===== МАТЕРИАЛ К ЗАДАНИЮ =====

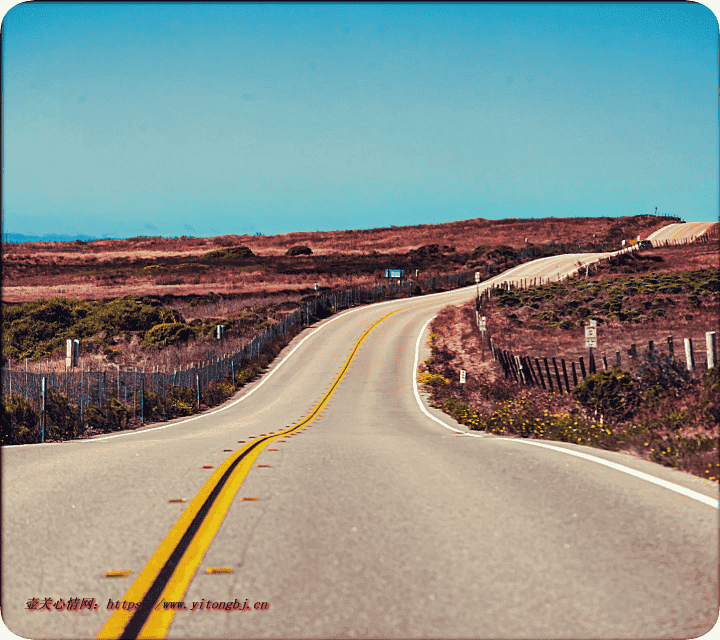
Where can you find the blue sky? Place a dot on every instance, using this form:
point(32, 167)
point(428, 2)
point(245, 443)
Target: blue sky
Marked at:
point(209, 119)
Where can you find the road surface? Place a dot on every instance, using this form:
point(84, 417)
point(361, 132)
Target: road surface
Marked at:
point(680, 232)
point(377, 516)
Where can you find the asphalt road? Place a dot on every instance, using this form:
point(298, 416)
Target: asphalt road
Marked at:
point(680, 232)
point(373, 520)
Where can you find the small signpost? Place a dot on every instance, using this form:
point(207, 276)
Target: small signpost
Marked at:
point(591, 335)
point(591, 340)
point(482, 325)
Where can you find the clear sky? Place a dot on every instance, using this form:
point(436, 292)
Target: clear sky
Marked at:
point(209, 119)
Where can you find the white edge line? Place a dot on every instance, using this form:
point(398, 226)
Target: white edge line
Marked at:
point(613, 465)
point(487, 283)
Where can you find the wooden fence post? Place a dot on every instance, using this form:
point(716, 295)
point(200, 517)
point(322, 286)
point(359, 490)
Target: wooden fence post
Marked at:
point(547, 370)
point(689, 356)
point(567, 384)
point(542, 380)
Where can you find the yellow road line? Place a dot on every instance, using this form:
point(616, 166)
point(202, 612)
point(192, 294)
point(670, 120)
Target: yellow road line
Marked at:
point(169, 571)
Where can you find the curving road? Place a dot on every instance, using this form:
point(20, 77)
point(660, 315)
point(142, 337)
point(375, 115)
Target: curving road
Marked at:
point(376, 516)
point(680, 232)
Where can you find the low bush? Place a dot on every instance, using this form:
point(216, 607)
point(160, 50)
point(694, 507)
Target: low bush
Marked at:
point(114, 416)
point(20, 421)
point(299, 250)
point(62, 419)
point(164, 335)
point(611, 394)
point(180, 401)
point(216, 393)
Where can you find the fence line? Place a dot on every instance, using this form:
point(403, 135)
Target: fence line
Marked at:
point(88, 388)
point(521, 369)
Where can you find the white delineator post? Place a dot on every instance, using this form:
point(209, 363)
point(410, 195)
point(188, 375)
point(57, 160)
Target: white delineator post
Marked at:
point(710, 345)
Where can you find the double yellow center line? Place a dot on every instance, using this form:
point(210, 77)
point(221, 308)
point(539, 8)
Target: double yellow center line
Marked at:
point(169, 571)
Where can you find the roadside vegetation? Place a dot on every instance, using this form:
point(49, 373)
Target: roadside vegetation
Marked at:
point(650, 407)
point(275, 267)
point(21, 421)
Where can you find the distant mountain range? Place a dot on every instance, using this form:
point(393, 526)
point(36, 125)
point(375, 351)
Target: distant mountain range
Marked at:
point(50, 237)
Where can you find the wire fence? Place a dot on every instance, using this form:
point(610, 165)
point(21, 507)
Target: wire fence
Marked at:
point(87, 388)
point(550, 375)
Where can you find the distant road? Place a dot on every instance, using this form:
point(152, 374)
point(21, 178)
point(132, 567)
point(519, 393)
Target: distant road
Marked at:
point(381, 518)
point(680, 232)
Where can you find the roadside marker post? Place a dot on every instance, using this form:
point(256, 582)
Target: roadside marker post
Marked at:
point(42, 434)
point(689, 356)
point(710, 345)
point(591, 341)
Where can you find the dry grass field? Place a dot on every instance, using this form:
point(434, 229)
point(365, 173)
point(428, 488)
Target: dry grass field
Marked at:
point(108, 269)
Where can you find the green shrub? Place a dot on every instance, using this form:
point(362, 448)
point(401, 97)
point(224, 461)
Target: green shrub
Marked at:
point(152, 404)
point(230, 253)
point(180, 401)
point(299, 250)
point(660, 373)
point(20, 421)
point(117, 416)
point(62, 419)
point(611, 393)
point(163, 335)
point(710, 399)
point(432, 379)
point(246, 374)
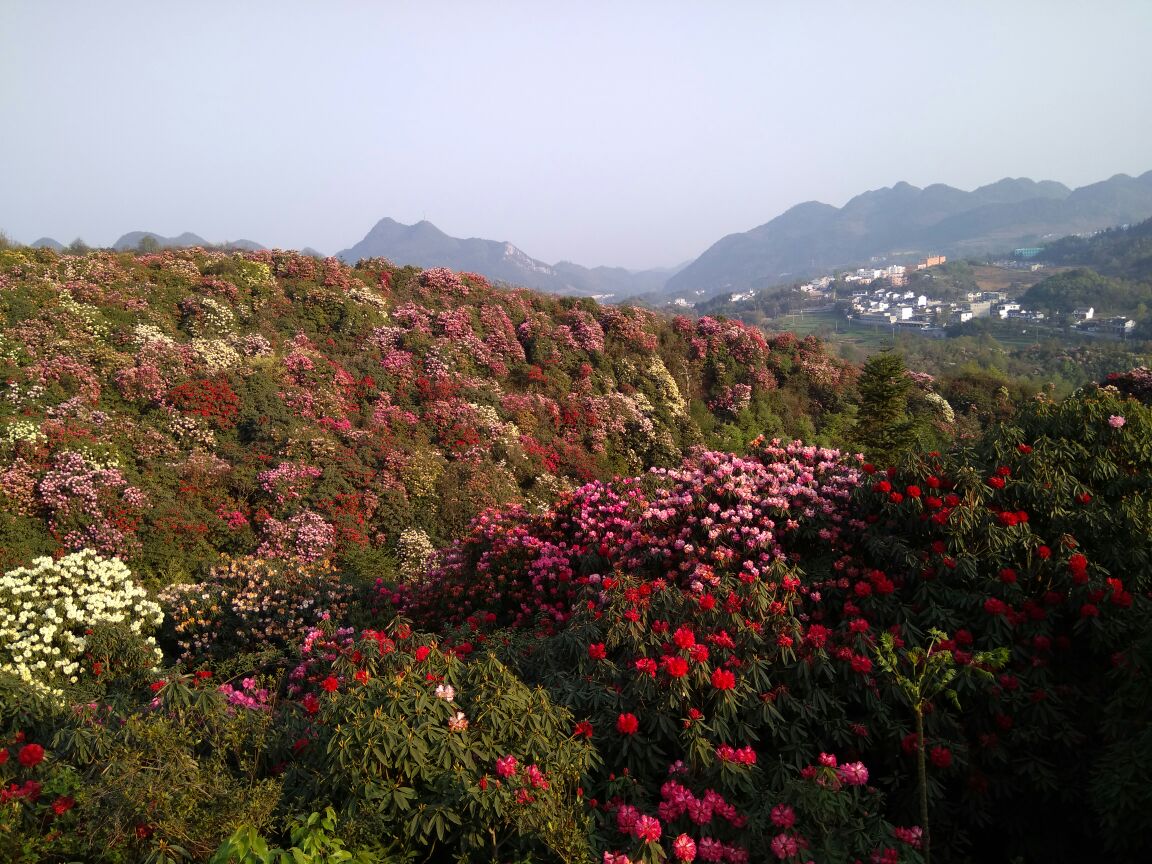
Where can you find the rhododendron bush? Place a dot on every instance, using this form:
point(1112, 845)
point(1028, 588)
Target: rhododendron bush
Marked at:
point(453, 573)
point(338, 407)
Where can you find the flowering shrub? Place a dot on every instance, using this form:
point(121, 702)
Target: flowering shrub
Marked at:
point(249, 604)
point(47, 611)
point(422, 748)
point(91, 506)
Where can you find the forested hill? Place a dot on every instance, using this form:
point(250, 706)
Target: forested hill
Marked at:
point(167, 408)
point(1120, 251)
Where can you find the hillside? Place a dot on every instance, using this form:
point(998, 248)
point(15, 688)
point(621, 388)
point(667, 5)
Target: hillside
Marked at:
point(425, 245)
point(272, 402)
point(648, 633)
point(902, 222)
point(1118, 251)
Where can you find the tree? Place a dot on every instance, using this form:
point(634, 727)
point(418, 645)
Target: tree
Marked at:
point(884, 430)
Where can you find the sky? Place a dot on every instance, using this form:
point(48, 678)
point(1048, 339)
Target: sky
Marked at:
point(623, 133)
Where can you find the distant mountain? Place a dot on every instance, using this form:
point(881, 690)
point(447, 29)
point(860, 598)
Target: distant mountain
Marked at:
point(1122, 251)
point(902, 222)
point(133, 240)
point(425, 245)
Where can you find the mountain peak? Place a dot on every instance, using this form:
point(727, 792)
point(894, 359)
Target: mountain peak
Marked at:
point(813, 239)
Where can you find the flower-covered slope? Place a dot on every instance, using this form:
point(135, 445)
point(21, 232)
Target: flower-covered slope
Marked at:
point(166, 408)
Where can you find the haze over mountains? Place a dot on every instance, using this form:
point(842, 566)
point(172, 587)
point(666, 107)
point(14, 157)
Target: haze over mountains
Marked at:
point(896, 224)
point(903, 221)
point(426, 245)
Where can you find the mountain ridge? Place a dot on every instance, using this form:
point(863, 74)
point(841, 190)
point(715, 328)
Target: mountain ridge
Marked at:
point(425, 245)
point(812, 237)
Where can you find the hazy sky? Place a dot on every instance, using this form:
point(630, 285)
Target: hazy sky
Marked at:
point(619, 133)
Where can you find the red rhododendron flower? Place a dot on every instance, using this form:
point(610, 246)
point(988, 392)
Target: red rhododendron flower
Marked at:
point(627, 724)
point(646, 666)
point(506, 766)
point(783, 816)
point(31, 755)
point(675, 666)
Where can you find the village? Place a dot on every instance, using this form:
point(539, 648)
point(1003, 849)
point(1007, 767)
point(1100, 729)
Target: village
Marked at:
point(879, 298)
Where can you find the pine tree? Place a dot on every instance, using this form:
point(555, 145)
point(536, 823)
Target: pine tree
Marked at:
point(884, 429)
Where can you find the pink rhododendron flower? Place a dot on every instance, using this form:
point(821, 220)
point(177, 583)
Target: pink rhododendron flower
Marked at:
point(506, 766)
point(853, 773)
point(683, 848)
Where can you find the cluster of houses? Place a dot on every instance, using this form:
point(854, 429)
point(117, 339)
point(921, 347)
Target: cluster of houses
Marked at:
point(907, 310)
point(1086, 324)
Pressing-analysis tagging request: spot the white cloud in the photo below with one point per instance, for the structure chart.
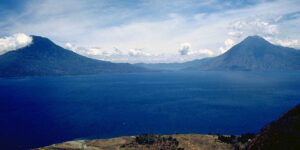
(137, 53)
(14, 42)
(69, 46)
(285, 42)
(184, 49)
(228, 44)
(156, 26)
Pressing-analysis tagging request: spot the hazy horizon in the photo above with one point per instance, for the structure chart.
(149, 31)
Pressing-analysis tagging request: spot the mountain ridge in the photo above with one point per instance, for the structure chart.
(253, 54)
(44, 58)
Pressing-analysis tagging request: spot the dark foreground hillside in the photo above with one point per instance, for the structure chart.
(282, 134)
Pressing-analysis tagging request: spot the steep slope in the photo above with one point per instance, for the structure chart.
(44, 58)
(254, 54)
(283, 133)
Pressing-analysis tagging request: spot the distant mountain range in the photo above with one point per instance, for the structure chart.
(172, 66)
(284, 133)
(44, 58)
(252, 54)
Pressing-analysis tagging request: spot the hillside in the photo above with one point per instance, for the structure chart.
(253, 54)
(44, 58)
(283, 133)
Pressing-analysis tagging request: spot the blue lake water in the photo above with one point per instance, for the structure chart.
(45, 110)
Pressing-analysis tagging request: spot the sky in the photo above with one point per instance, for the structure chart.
(149, 31)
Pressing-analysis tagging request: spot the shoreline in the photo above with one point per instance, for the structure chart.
(167, 142)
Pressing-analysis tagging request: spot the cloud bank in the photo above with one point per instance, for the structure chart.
(153, 30)
(14, 42)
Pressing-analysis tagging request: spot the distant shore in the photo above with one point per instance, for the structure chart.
(152, 142)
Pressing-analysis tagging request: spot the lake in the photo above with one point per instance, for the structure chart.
(41, 111)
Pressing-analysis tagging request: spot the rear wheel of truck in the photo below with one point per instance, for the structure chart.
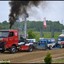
(61, 46)
(30, 48)
(2, 51)
(13, 49)
(50, 47)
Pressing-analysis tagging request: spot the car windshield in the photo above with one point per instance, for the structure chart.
(4, 33)
(61, 39)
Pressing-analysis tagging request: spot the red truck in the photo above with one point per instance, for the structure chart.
(12, 42)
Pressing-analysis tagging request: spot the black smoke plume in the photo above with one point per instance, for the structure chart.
(17, 6)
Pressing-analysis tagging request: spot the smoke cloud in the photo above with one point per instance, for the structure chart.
(18, 7)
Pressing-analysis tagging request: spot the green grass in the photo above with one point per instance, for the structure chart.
(47, 35)
(59, 61)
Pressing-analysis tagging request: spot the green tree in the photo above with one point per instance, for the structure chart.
(48, 59)
(31, 34)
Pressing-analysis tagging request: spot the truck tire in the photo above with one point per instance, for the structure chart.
(2, 51)
(61, 46)
(13, 49)
(50, 47)
(30, 48)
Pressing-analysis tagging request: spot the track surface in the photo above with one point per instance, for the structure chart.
(34, 57)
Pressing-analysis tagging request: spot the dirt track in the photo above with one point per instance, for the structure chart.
(35, 56)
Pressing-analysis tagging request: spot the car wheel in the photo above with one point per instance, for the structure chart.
(50, 47)
(13, 49)
(30, 49)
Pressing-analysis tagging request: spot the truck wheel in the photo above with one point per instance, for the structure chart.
(2, 51)
(13, 49)
(50, 47)
(61, 46)
(30, 49)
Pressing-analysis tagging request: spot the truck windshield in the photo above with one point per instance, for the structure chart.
(4, 33)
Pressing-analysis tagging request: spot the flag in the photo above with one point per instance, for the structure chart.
(44, 23)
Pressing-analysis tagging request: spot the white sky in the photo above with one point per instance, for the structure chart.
(52, 10)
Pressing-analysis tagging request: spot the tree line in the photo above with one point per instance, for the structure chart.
(35, 26)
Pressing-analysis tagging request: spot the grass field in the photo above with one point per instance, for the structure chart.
(59, 60)
(46, 35)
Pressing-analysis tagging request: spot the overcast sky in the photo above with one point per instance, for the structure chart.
(52, 10)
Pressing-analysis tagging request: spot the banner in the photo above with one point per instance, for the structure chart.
(44, 23)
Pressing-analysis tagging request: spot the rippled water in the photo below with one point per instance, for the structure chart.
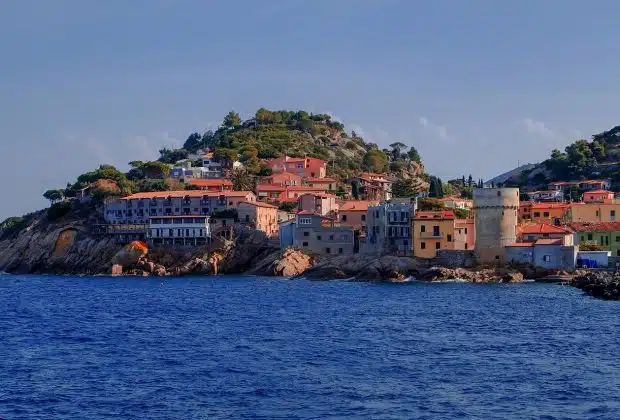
(271, 348)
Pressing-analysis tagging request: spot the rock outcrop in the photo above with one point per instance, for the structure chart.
(65, 246)
(599, 284)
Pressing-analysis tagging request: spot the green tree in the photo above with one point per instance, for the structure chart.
(242, 180)
(53, 196)
(231, 120)
(375, 161)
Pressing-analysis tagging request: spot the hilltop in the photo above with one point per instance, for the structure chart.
(598, 158)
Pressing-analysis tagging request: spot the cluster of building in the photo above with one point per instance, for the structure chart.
(500, 228)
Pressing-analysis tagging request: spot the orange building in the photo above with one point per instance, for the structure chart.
(353, 213)
(260, 216)
(547, 212)
(432, 231)
(598, 196)
(216, 184)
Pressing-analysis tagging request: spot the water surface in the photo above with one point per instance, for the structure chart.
(97, 347)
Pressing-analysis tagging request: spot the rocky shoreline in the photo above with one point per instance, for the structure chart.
(69, 247)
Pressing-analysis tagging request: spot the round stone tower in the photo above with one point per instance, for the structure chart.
(496, 214)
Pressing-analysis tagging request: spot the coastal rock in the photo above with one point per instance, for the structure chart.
(130, 254)
(599, 284)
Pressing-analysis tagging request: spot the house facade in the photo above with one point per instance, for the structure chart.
(140, 207)
(191, 230)
(303, 167)
(433, 230)
(318, 235)
(602, 234)
(353, 213)
(322, 204)
(598, 196)
(259, 216)
(388, 229)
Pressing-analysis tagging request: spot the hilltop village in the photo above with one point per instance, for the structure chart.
(294, 186)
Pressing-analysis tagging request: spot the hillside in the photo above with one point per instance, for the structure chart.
(268, 134)
(598, 158)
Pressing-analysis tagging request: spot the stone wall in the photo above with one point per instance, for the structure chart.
(454, 258)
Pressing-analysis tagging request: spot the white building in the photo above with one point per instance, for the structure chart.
(389, 228)
(179, 230)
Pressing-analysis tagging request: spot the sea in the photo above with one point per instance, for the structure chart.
(272, 348)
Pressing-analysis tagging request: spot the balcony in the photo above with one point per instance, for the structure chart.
(431, 235)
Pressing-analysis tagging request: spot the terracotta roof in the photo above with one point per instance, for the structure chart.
(595, 226)
(549, 241)
(599, 192)
(210, 182)
(549, 206)
(259, 204)
(190, 193)
(326, 180)
(434, 215)
(270, 187)
(357, 205)
(520, 245)
(539, 228)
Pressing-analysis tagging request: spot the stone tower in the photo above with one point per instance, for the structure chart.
(496, 214)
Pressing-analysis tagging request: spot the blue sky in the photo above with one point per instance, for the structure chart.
(476, 86)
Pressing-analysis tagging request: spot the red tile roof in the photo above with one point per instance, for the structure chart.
(542, 228)
(599, 192)
(549, 241)
(270, 187)
(521, 244)
(595, 226)
(318, 180)
(357, 205)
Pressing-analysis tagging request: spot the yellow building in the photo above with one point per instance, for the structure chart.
(432, 231)
(592, 212)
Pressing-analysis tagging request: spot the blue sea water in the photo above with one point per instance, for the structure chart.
(234, 347)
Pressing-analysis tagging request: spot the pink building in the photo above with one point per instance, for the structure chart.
(321, 204)
(284, 179)
(303, 167)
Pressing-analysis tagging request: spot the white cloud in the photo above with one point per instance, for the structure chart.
(439, 131)
(538, 128)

=====

ЗАДАНИЕ: Выведите нумерованным списком приведённые выше строки от самого начала до строки, содержащей «point(377, 516)», включительно. Пустые строки пропустите, изображения в ответ не включайте.

ПРАВИЛЬНЫЙ ОТВЕТ:
1. Where can you find the blue sky? Place a dot on every instance, using this form:
2. point(32, 167)
3. point(428, 2)
4. point(245, 443)
5. Target: blue sky
6. Marked at:
7. point(209, 119)
8. Where can you find the road surface? Place a dot on every instance, using this form:
9. point(84, 417)
10. point(361, 132)
11. Target: road surface
12. Marked at:
13. point(680, 232)
14. point(377, 516)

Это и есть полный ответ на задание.